Put every line of the data below into a JSON list of strings, with one string per line and no entries for blank lines.
···
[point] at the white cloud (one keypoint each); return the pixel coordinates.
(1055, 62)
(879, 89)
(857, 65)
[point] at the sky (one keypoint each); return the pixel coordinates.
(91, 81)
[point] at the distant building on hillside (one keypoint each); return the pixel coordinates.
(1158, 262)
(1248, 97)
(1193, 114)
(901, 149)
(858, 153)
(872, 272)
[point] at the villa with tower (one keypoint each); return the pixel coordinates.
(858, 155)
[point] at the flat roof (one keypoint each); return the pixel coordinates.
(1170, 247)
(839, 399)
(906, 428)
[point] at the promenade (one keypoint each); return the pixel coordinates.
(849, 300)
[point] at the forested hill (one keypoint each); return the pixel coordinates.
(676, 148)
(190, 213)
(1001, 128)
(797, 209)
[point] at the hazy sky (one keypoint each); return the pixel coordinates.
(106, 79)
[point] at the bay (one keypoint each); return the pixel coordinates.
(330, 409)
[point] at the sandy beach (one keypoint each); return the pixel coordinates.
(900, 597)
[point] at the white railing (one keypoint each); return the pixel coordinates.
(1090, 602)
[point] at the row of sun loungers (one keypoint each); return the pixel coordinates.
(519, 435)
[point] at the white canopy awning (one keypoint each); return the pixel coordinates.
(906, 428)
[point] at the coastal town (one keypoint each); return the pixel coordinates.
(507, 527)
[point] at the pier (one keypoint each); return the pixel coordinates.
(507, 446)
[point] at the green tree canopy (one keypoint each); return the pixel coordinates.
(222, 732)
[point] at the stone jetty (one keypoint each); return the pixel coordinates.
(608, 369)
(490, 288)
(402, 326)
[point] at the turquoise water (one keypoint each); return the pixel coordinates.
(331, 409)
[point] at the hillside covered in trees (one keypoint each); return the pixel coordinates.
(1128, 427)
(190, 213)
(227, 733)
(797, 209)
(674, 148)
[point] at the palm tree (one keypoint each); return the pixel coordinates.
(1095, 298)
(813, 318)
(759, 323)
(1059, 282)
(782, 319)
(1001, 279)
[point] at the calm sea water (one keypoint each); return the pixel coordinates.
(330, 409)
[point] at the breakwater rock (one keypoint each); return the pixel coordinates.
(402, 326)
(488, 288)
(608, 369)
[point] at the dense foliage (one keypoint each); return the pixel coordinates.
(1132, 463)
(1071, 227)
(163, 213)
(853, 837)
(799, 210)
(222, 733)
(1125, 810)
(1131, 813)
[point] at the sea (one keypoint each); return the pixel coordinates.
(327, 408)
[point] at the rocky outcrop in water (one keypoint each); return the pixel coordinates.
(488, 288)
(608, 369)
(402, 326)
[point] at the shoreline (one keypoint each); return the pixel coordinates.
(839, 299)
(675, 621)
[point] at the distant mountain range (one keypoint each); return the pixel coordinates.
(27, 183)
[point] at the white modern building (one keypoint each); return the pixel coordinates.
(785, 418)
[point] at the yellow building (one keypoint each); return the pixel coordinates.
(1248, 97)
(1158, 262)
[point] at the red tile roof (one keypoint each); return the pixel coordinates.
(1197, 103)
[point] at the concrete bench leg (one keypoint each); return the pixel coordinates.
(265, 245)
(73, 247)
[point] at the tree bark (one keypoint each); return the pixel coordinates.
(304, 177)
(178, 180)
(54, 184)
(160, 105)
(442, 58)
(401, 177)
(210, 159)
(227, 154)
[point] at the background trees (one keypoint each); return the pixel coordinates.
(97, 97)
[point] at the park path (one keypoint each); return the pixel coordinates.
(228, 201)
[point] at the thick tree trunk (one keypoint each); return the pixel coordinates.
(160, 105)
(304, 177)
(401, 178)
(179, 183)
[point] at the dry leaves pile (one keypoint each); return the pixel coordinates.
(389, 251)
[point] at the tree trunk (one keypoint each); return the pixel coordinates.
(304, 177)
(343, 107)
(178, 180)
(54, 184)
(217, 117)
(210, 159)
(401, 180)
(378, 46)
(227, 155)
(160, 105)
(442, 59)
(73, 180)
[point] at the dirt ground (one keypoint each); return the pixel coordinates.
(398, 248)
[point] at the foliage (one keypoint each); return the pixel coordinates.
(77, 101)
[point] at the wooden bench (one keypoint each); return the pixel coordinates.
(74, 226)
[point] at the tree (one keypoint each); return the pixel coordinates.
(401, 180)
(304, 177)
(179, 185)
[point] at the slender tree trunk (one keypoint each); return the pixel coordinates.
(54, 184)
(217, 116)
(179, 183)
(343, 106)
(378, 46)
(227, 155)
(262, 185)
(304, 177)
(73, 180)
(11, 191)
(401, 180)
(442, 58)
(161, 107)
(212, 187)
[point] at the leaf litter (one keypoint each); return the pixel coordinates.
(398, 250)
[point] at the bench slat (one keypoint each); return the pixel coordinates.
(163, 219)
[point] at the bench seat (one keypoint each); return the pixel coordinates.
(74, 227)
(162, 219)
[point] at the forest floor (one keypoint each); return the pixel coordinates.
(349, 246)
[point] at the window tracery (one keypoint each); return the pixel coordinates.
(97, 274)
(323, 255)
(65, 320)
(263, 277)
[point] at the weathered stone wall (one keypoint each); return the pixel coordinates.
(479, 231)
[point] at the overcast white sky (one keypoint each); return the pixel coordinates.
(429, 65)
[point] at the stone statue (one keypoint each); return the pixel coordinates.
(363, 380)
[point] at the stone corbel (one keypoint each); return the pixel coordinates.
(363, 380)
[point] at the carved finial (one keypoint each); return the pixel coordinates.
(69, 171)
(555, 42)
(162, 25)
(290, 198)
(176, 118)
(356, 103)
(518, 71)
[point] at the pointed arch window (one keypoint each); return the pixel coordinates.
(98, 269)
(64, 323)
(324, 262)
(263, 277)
···
§ **Completed exercise**:
[
  "[point] at the white cloud (one keypoint each); return the pixel coordinates.",
  "(1055, 62)",
  "(879, 89)",
  "(857, 65)",
  "[point] at the sky (one keypoint each); return the pixel coordinates.",
  "(91, 81)",
  "[point] at the distant building on hillside (one keypoint each); return the pixel coordinates.",
  "(1158, 262)",
  "(1248, 97)",
  "(1193, 114)",
  "(901, 149)",
  "(858, 153)",
  "(872, 272)",
  "[point] at the villa with tower (one keypoint each); return the pixel coordinates.",
  "(858, 155)",
  "[point] at the flat roof (one keypoint each); return the pixel coordinates.",
  "(1170, 247)",
  "(839, 399)",
  "(906, 428)",
  "[point] at the promenade (one keypoint each); return the pixel coordinates.",
  "(849, 300)",
  "[point] at the forested hill (one keypoint each); return the pixel coordinates.",
  "(676, 148)",
  "(190, 213)",
  "(1001, 128)",
  "(797, 209)",
  "[point] at the hazy sky (one keypoint each); return the pixel coordinates.",
  "(106, 79)",
  "[point] at the bay (one keypoint each); return the pixel coordinates.",
  "(330, 409)",
  "[point] at the sandy beach (one keypoint each); return the pixel coordinates.",
  "(900, 597)",
  "[point] at the white railing (one keypoint each); return the pixel coordinates.",
  "(1090, 602)",
  "[point] at the row of sun loungers (one keypoint each); return the pixel coordinates.",
  "(519, 435)",
  "[point] at the white canopy awning (one keypoint each); return the pixel coordinates.",
  "(906, 428)",
  "[point] at the coastal town (one keypoint each); return the pixel coordinates.",
  "(507, 527)",
  "[point] at the pier (one keypoint each); return the pixel coordinates.",
  "(507, 446)",
  "[point] at the green tree canopy (one keypoint each); return the pixel coordinates.",
  "(222, 732)",
  "[point] at the stone jetty (one keypoint each); return the pixel coordinates.",
  "(608, 369)",
  "(490, 288)",
  "(402, 326)",
  "[point] at the turquoise water (one keypoint each); return the pixel coordinates.",
  "(331, 409)",
  "[point] at the hillside covered in trees (one keypoint each); return the pixel coordinates.",
  "(1128, 427)",
  "(190, 213)",
  "(227, 733)",
  "(797, 209)",
  "(674, 148)",
  "[point] at the palm tree (one keypoint each); return the pixel coordinates.",
  "(1095, 298)",
  "(813, 318)",
  "(759, 323)",
  "(1059, 282)",
  "(782, 319)",
  "(1001, 279)",
  "[point] at the calm sea water (one keypoint each); return the pixel coordinates.",
  "(330, 409)",
  "[point] at the breakwater rock (one keypoint each); return the pixel coordinates.",
  "(402, 326)",
  "(488, 288)",
  "(608, 369)",
  "[point] at the dense foliage (one keypoint each); return the pixel coordinates.",
  "(1132, 463)",
  "(1071, 227)",
  "(163, 213)",
  "(853, 837)",
  "(799, 210)",
  "(222, 733)",
  "(1125, 810)",
  "(1131, 813)",
  "[point] at the sea (one keypoint each); return the pixel coordinates.",
  "(327, 408)",
  "[point] at the rocky outcrop in water (one keypoint each); return the pixel coordinates.",
  "(488, 288)",
  "(608, 369)",
  "(402, 326)",
  "[point] at the shoreline (one keypoint each); return the pixel coordinates.",
  "(839, 299)",
  "(675, 621)",
  "[point] at the distant mountain range (one keypoint each); return the pixel coordinates.",
  "(27, 183)",
  "[point] at the white modern building (one keypoint each); return the pixel coordinates.",
  "(785, 418)",
  "[point] at the yellow building (one keypoint each); return the pixel coordinates.",
  "(1248, 97)",
  "(1158, 262)",
  "[point] at the red tile roof (one keypoint each); return the pixel coordinates.",
  "(1197, 103)",
  "[point] at the concrete bench leg (one keypoint each); return the pixel coordinates.",
  "(265, 245)",
  "(73, 247)",
  "[point] at the tree bark (one keypoint each); return the pixel coordinates.",
  "(304, 177)",
  "(178, 180)",
  "(54, 184)",
  "(160, 105)",
  "(442, 58)",
  "(401, 177)",
  "(210, 159)",
  "(227, 154)",
  "[point] at the background trees (one keypoint each); return the pixel coordinates.",
  "(97, 97)",
  "[point] at the park path (one keypoint each); return the pixel coordinates.",
  "(228, 201)",
  "[point] at the thick tree trunk (one keypoint each); return the pixel coordinates.",
  "(160, 105)",
  "(304, 177)",
  "(401, 178)",
  "(179, 183)",
  "[point] at the dry leaves pile (one keypoint each); return the pixel coordinates.",
  "(389, 251)",
  "[point] at the tree trunk (one keypoint each); return the pixel coordinates.",
  "(304, 177)",
  "(343, 107)",
  "(178, 180)",
  "(54, 184)",
  "(217, 117)",
  "(210, 159)",
  "(401, 180)",
  "(378, 46)",
  "(227, 155)",
  "(160, 105)",
  "(442, 59)",
  "(73, 180)",
  "[point] at the dirt ground (one keypoint each); return the pixel coordinates.",
  "(398, 248)",
  "[point] at the foliage (one keypoint each); return the pixel coordinates.",
  "(77, 101)",
  "[point] at the wooden bench (one keypoint each); return the pixel coordinates.",
  "(74, 226)",
  "[point] at the tree (one keypoint each); return the pixel coordinates.",
  "(401, 180)",
  "(304, 177)",
  "(179, 185)",
  "[point] at the slender tree trunk (one keypoint each); return the pixel coordinates.",
  "(54, 184)",
  "(217, 116)",
  "(179, 183)",
  "(343, 106)",
  "(378, 46)",
  "(227, 155)",
  "(262, 185)",
  "(304, 177)",
  "(73, 180)",
  "(11, 191)",
  "(401, 180)",
  "(442, 58)",
  "(161, 107)",
  "(212, 187)",
  "[point] at the leaf litter (one keypoint each); return the pixel coordinates.",
  "(398, 250)",
  "[point] at the bench slat (one keypoint each); return the pixel coordinates.",
  "(163, 219)",
  "[point] at the bench seat (one keypoint each); return the pixel coordinates.",
  "(74, 227)",
  "(162, 219)",
  "[point] at the forest floor (one keypoint each); return the pixel coordinates.",
  "(349, 246)",
  "[point] at the window tracery (one keypoint each); return the pixel coordinates.",
  "(97, 274)",
  "(323, 255)",
  "(65, 320)",
  "(263, 277)",
  "[point] at the weathered stone wall (one keypoint each); return the pixel coordinates.",
  "(479, 231)",
  "[point] at the overcast white sky (one keypoint each); return the pixel coordinates.",
  "(429, 65)",
  "[point] at the stone statue (one keypoint each); return the pixel coordinates.",
  "(363, 380)",
  "[point] at the stone corbel (one keypoint each); return the pixel coordinates.",
  "(363, 380)",
  "[point] at the carved finial (one keypoint each); return the pixel coordinates.",
  "(69, 171)",
  "(555, 42)",
  "(162, 25)",
  "(290, 198)",
  "(176, 118)",
  "(356, 103)",
  "(518, 71)",
  "[point] at the pointed arch window (one keypoint each); return the pixel coordinates.",
  "(98, 269)",
  "(64, 323)",
  "(324, 262)",
  "(263, 277)"
]